RECORDS TO PROCESS:
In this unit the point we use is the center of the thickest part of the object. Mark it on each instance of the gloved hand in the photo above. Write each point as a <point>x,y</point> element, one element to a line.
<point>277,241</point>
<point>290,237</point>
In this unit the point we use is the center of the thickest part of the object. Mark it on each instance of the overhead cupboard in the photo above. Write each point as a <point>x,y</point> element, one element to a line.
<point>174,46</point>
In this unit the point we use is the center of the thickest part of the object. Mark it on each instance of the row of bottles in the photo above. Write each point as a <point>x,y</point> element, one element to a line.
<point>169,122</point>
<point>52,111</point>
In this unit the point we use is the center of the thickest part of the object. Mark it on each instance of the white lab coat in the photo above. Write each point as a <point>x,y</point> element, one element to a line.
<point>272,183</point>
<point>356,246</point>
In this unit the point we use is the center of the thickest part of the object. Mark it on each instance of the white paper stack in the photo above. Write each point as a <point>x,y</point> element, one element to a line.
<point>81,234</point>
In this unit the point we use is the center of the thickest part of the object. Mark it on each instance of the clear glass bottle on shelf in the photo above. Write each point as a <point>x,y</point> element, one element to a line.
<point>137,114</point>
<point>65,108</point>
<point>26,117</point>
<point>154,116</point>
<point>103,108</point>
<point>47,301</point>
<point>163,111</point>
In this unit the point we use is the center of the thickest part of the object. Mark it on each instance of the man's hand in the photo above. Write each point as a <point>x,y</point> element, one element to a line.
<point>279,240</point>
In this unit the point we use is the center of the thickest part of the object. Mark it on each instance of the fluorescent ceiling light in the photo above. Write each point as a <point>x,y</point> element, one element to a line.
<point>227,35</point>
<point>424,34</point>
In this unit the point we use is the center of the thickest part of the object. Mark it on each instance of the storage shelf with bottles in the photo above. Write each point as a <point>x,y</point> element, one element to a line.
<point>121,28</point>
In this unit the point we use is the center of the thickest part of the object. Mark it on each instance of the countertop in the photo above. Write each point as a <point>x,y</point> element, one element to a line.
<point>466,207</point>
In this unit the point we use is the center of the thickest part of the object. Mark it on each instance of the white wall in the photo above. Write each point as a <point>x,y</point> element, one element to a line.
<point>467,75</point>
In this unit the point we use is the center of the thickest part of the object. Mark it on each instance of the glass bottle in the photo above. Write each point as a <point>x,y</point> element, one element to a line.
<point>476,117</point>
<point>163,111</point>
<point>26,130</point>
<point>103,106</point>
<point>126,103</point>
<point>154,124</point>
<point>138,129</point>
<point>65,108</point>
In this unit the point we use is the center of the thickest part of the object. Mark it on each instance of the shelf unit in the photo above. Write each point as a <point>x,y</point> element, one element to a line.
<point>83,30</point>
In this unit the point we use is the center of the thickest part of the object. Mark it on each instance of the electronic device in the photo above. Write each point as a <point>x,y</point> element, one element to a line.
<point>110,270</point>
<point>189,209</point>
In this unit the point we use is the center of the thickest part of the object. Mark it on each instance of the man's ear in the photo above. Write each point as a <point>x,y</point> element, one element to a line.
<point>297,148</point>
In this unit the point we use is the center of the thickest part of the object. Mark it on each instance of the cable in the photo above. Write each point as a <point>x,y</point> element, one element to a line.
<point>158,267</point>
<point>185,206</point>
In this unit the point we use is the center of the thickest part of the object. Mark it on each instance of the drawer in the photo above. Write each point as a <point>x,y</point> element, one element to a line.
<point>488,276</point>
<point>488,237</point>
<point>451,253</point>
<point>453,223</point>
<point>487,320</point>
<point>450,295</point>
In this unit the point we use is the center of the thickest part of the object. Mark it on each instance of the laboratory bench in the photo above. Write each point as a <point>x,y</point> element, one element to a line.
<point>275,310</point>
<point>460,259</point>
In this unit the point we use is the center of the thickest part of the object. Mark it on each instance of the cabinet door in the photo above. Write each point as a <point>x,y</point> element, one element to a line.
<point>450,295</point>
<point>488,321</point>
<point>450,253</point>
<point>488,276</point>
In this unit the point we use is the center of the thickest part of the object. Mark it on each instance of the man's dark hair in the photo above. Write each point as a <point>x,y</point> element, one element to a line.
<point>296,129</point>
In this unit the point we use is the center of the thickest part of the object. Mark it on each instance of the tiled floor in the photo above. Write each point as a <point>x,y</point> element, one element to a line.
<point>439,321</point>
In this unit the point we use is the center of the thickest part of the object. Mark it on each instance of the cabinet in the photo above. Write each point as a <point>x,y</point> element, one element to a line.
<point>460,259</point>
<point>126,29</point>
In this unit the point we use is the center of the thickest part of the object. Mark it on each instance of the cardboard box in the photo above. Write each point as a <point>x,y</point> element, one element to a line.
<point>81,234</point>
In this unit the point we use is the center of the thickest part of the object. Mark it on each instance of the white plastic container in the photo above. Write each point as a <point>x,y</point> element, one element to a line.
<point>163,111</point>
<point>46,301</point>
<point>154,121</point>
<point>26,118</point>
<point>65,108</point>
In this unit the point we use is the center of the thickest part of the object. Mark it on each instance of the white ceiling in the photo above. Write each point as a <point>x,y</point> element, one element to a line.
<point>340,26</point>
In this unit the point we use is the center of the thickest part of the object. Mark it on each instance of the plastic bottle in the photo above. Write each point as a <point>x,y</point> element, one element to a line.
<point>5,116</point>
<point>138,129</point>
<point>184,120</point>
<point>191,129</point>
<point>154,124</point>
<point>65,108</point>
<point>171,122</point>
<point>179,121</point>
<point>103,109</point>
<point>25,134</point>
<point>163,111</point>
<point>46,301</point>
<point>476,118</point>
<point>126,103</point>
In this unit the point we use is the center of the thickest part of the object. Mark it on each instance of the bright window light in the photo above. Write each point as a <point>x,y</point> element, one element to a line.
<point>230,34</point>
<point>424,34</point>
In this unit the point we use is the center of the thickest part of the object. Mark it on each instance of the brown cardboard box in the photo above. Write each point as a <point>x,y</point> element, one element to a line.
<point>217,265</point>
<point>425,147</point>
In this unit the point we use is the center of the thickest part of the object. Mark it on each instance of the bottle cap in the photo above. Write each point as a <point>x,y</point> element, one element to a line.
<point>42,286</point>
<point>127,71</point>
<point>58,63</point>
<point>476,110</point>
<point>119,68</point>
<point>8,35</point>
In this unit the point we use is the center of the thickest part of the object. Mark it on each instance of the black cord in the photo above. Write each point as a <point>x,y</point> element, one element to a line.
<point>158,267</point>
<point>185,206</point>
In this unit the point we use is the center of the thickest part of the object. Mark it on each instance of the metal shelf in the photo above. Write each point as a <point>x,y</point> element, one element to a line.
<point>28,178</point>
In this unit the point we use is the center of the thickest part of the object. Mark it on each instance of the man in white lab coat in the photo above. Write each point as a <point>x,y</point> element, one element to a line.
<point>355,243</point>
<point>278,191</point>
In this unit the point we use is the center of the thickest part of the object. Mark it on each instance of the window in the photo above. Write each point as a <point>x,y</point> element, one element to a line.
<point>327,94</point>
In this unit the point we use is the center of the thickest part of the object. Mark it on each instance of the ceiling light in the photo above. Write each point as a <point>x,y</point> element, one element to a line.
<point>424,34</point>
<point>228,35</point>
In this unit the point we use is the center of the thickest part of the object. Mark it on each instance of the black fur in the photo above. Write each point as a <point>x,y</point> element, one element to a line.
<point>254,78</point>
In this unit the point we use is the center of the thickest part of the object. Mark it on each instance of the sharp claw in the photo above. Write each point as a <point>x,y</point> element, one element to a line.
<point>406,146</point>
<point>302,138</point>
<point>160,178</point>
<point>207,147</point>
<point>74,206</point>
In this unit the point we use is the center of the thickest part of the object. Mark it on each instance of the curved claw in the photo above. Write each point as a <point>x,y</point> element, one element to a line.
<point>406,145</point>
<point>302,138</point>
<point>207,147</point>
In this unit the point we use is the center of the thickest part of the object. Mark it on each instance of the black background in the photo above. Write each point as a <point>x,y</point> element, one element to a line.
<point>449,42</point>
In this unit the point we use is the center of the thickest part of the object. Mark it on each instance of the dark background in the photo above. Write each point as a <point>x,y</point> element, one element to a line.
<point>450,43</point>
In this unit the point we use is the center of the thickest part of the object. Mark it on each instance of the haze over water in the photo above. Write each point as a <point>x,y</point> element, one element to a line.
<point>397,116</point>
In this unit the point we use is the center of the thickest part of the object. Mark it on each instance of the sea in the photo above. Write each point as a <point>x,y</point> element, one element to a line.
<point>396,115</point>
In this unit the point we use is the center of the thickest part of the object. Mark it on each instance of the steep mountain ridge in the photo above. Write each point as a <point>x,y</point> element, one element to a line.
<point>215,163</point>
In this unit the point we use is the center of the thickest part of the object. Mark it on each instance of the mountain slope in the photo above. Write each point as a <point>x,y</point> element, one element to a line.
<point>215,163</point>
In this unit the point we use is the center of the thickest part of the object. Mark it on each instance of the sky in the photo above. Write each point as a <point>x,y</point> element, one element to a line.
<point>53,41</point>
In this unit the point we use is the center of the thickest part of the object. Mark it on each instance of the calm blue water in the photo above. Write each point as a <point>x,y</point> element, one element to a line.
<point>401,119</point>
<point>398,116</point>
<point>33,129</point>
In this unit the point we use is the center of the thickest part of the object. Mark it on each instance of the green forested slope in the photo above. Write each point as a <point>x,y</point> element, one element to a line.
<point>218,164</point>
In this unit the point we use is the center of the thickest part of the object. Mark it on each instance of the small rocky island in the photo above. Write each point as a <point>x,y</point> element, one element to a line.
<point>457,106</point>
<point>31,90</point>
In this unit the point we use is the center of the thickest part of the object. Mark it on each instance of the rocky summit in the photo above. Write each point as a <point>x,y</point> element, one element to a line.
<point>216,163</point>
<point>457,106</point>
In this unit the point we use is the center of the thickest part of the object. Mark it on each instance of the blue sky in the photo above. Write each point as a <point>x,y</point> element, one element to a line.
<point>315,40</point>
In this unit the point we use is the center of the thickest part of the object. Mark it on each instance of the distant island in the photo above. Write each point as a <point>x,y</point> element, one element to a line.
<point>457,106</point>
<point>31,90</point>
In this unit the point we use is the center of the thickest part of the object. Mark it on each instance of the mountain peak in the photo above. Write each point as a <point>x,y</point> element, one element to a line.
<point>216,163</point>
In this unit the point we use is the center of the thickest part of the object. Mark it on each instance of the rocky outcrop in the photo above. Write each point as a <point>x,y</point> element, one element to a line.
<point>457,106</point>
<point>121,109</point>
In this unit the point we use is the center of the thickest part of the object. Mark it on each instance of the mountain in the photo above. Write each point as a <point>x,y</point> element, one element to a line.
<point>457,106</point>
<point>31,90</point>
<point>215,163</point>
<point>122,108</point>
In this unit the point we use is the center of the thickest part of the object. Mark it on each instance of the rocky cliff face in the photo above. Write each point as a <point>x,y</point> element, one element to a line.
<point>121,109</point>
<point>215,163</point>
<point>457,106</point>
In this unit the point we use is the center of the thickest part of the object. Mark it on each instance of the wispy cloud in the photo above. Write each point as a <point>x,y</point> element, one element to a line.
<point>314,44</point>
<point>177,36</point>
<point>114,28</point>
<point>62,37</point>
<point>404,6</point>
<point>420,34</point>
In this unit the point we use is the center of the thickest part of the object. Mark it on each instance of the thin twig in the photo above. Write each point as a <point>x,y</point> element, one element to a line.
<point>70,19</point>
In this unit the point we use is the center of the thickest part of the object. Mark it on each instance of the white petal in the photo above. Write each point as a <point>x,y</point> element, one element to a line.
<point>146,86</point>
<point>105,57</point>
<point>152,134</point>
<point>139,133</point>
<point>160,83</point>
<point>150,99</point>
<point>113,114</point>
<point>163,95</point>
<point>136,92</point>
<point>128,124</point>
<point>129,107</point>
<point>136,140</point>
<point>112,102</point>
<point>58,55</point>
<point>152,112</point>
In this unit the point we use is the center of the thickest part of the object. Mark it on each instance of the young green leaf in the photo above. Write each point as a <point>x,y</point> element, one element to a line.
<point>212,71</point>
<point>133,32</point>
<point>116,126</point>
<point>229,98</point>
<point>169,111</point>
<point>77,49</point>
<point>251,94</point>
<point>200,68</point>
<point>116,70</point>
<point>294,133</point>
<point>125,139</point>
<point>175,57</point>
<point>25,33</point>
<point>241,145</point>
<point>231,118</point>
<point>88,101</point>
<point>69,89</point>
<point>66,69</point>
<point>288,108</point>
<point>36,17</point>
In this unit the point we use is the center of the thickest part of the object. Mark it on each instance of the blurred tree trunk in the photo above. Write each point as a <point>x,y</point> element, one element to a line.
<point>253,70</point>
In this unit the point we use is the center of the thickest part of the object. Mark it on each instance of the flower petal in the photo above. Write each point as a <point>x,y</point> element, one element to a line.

EXERCISE DESCRIPTION:
Copy the records starting at the beginning and ending at the line that contains "<point>290,237</point>", substituting "latex glove" for "gloved hand" and leaving everything else unchanged.

WRITTEN ANSWER:
In this unit the point we use is the center of the thickest part of the object. Mark it on each instance of the latex glove in the photo above. Write each point as a <point>x,y</point> element, one element to a line.
<point>277,241</point>
<point>290,237</point>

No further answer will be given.